## start GIVEN RECORDS

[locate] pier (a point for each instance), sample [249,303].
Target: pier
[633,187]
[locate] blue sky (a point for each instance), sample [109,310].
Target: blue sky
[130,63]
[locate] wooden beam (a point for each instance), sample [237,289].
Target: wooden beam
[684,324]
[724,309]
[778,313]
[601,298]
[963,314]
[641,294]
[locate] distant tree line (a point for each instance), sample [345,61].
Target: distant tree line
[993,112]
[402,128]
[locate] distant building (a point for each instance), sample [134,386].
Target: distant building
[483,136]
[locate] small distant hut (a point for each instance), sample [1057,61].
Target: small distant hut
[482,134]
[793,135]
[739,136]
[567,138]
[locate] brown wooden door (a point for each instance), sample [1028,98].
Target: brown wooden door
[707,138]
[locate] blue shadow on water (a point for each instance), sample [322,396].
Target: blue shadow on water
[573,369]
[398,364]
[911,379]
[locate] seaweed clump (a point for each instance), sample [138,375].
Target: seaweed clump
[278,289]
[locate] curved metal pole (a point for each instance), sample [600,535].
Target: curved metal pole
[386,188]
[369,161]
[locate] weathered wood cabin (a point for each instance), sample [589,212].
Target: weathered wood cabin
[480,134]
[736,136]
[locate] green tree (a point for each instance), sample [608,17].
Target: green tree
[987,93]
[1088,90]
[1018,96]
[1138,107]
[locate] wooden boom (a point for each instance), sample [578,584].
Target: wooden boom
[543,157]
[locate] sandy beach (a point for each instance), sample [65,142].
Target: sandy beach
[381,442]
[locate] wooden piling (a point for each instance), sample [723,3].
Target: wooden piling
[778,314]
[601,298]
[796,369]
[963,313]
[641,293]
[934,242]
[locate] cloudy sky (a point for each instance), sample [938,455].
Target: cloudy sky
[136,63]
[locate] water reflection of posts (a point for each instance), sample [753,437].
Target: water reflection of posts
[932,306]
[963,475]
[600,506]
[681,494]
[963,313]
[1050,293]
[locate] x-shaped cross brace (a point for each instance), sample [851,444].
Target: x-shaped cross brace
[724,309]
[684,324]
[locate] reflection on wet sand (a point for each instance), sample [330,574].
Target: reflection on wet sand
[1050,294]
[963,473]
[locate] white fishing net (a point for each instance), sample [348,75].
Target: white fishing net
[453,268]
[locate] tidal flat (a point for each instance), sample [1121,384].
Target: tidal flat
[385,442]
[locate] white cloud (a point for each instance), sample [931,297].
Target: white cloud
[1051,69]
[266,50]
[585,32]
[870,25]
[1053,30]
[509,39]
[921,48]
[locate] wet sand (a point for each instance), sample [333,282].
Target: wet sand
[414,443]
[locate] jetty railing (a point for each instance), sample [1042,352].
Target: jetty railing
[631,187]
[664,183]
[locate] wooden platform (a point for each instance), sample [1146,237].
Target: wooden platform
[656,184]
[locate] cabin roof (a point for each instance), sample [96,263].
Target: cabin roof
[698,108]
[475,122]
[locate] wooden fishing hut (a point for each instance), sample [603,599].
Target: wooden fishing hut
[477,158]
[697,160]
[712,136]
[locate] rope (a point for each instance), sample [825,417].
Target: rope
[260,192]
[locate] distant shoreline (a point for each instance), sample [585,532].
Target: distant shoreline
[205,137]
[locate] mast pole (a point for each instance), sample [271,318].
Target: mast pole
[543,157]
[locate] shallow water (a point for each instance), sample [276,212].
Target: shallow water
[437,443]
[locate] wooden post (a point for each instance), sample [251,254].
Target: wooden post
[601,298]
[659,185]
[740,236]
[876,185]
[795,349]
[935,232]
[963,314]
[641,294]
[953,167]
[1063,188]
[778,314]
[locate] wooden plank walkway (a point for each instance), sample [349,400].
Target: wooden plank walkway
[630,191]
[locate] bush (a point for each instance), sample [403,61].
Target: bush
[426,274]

## end GIVEN RECORDS

**YOUR TASK**
Copy out all the rows above again, putting "one point per instance" wherever "a point for each instance" appears and leaving everything else as it is.

**TASK RESPONSE**
[locate] pier (one point per instance), sample [249,303].
Target: pier
[633,187]
[locate] blue sky (one point per instance), sample [109,310].
Target: blue sky
[130,63]
[locate] wooden beam (one point per instance), sample [237,289].
Target: wooden beam
[684,324]
[724,309]
[778,313]
[601,298]
[963,314]
[641,294]
[locate] distant tree line (one point per instance), sample [345,61].
Target: distant tree line
[993,112]
[402,128]
[locate] distant building (one point per instance), sample [134,386].
Target: distant building
[483,136]
[locate] small distant hut (one point per instance), sample [1057,61].
Target: small distant hut
[482,134]
[793,135]
[739,136]
[567,138]
[locate] brown wooden door (one point per instance), sample [1028,98].
Target: brown wooden door
[707,138]
[locate] blue shadow on water (one point per instance), sample [322,396].
Target: blue shadow on water
[573,369]
[398,364]
[911,379]
[locate] seaweed clump (one point per instance), sample [138,375].
Target: seaweed clump
[278,289]
[locate] curved metal pole (one point per instance), sample [600,535].
Target: curved metal pole
[386,188]
[369,161]
[locate] weathered wood cabin (one point per instance), sample [589,212].
Target: weathered wood cabin
[480,134]
[736,136]
[locate] green tree (one point per instance), sample [608,17].
Target: green tree
[987,93]
[1088,90]
[1018,96]
[1138,107]
[locate] wooden boom (one point per instance), sample [578,584].
Target: wooden boom
[543,157]
[locate] sandy beach (one point per instance), sample [65,142].
Target: sandy beach
[381,442]
[locate] wooden piling (one point per instance), sample [723,3].
Target: wooden piling
[778,314]
[601,298]
[796,369]
[963,313]
[641,293]
[934,242]
[locate] cloudy sky (one point per instance), sample [938,455].
Target: cloudy sky
[136,63]
[locate] water reflection of posts (one point per instance), sample [753,437].
Target: water reflection of posts
[932,306]
[963,475]
[600,506]
[681,494]
[963,313]
[1050,293]
[locate] x-shaped cross brace (one point per instance), sample [851,444].
Target: x-shaped cross brace
[724,309]
[684,324]
[locate] reflection on wet sand (one point per instance), sample [330,574].
Target: reflection on wet sand
[1050,294]
[963,473]
[locate] white fishing net (one point per instance), sample [348,75].
Target: white fishing net
[453,268]
[locate] tidal flat (one point per instance), sample [1121,384].
Target: tidal flat
[385,442]
[locate] white cloud (one point per instance), sample [931,297].
Target: white cloud
[1051,69]
[266,50]
[585,32]
[870,25]
[1053,30]
[509,39]
[921,48]
[locate] wet sand (one point per instance), sample [333,282].
Target: wet sand
[414,443]
[locate] jetty railing (one point per instance), sample [1042,352].
Target: jetty railing
[631,187]
[664,183]
[locate] wooden platform (one point per instance), sample [1146,237].
Target: wooden platform
[656,184]
[locate] cabin roof (one point per instance), sample [96,263].
Target: cabin roof
[698,108]
[475,122]
[locate] wooden fishing hut (one point per instance), sample [603,599].
Target: wooden fishing hut
[477,158]
[697,160]
[712,136]
[locate] rope (one point per instance), sample [825,417].
Target: rope
[260,192]
[locate] distant shoreline (one point per instance), sample [585,532].
Target: distant shoreline
[205,137]
[locate] mast pole (one point per instance), sample [271,318].
Target: mast pole
[543,157]
[locate] shallow water (one point per instance), sample [276,212].
Target: shallow water
[437,443]
[locate] wooden post (one point per instance), sample [251,254].
Target: wooden post
[601,298]
[659,185]
[740,236]
[876,185]
[795,349]
[935,232]
[963,314]
[641,294]
[953,167]
[1063,188]
[778,314]
[locate] wooden plank walkway (one point per instance), sample [349,400].
Target: wooden plank walkway
[630,191]
[locate] bush (one point per instance), sample [403,61].
Target: bush
[426,274]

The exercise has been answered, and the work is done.